§ DIRECTIONS FOR THIS TASK
Format all of the records below as a JSON list of strings, with one string per line and no blank lines. Leave the pictures out of your answer.

Image region labeling entries:
------------------------------

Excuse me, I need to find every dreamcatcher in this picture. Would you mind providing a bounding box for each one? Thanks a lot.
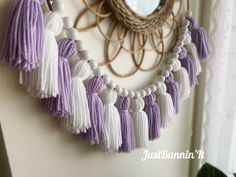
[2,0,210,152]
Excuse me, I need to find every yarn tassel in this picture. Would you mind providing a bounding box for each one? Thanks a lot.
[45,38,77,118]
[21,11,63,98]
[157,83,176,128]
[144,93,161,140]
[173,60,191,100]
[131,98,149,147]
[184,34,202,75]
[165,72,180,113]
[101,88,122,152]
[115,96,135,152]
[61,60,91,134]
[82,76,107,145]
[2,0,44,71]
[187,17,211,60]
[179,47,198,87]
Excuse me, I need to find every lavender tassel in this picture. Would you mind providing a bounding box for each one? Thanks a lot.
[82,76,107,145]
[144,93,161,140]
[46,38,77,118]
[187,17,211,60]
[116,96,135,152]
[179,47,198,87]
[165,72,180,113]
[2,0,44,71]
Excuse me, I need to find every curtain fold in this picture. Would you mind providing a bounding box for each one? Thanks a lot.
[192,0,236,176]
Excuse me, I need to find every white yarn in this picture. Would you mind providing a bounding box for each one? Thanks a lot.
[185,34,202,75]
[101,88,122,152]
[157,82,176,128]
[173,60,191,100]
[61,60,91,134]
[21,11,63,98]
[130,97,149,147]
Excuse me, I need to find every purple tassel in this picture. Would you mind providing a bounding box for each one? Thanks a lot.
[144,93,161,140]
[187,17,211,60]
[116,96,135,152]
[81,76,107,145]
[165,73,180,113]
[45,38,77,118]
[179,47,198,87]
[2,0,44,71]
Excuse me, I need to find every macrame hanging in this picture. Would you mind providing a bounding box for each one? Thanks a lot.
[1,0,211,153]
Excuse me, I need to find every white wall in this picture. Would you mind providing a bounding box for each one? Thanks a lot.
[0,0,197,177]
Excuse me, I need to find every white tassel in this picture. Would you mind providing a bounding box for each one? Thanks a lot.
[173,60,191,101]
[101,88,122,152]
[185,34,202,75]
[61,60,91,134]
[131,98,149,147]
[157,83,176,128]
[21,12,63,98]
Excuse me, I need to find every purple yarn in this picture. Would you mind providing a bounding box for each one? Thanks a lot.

------------------------------

§ EXERCISE ANSWER
[
  "Excuse me, I need to find every dreamcatcher in this picture. Would you mind providing a bounding box for each one? Thanks a lot.",
  "[2,0,210,152]",
  "Excuse me, I need to find every yarn tassel in this picture. Would you mind providing a bounding box for each one? Thanks a lot.",
  "[45,38,77,118]",
  "[21,11,63,98]",
  "[157,83,176,128]",
  "[144,93,161,140]",
  "[173,60,191,100]",
  "[131,98,149,147]",
  "[184,34,202,75]",
  "[165,72,180,113]",
  "[101,88,122,152]",
  "[115,96,135,152]",
  "[61,60,91,134]",
  "[82,76,107,145]",
  "[2,0,44,71]",
  "[187,17,211,60]",
  "[179,47,198,87]",
  "Excuse me, I need to find every lavender tassel in this picture. Would you mind providing a bounding box for each one? Thanks a lot.",
  "[82,76,107,145]",
  "[144,93,161,140]",
  "[46,38,77,118]",
  "[187,17,211,60]",
  "[116,96,135,152]",
  "[179,47,198,87]",
  "[165,72,180,113]",
  "[2,0,44,71]",
  "Excuse me, I need to find every curtain fold in this picture. Would you mind providing a bounding box for each one? Thanks a lot.",
  "[192,0,236,176]",
  "Excuse me, I need to find every white yarn in this picture. Would you mind providing a bounding box for each one? Thanks a lot.",
  "[185,34,202,75]",
  "[101,88,122,152]",
  "[157,82,176,128]",
  "[173,60,191,100]",
  "[61,60,91,134]",
  "[21,11,63,98]",
  "[130,97,149,147]",
  "Excuse me, I need to find every purple tassel in this picture. Would you mind providing a bounding box for each one? Thanks a lot.",
  "[144,93,161,140]",
  "[187,17,211,60]",
  "[116,96,135,152]",
  "[81,76,107,145]",
  "[165,73,180,113]",
  "[45,38,77,118]",
  "[179,47,198,87]",
  "[2,0,44,71]",
  "Excuse me, I need to find every macrame hanging in this picture. Would you mind providing a bounding box for each one? Thanks a lot.",
  "[1,0,211,153]",
  "Excuse me, I need to find every white wall in this picture. Would you mind providing a bounding box for each one? Thanks a lot.",
  "[0,0,197,177]",
  "Excuse me, I need to find every white tassel in this picture. Would you mind providing a bounding box for each one? Thanks a lot.",
  "[173,60,191,101]",
  "[101,88,122,152]",
  "[185,34,202,75]",
  "[61,60,91,134]",
  "[131,98,149,147]",
  "[157,83,176,128]",
  "[21,12,63,98]",
  "Excuse me, I need to find every purple yarn in this picture. Would you mind providing a bounding box for each one? Thanks a lot."
]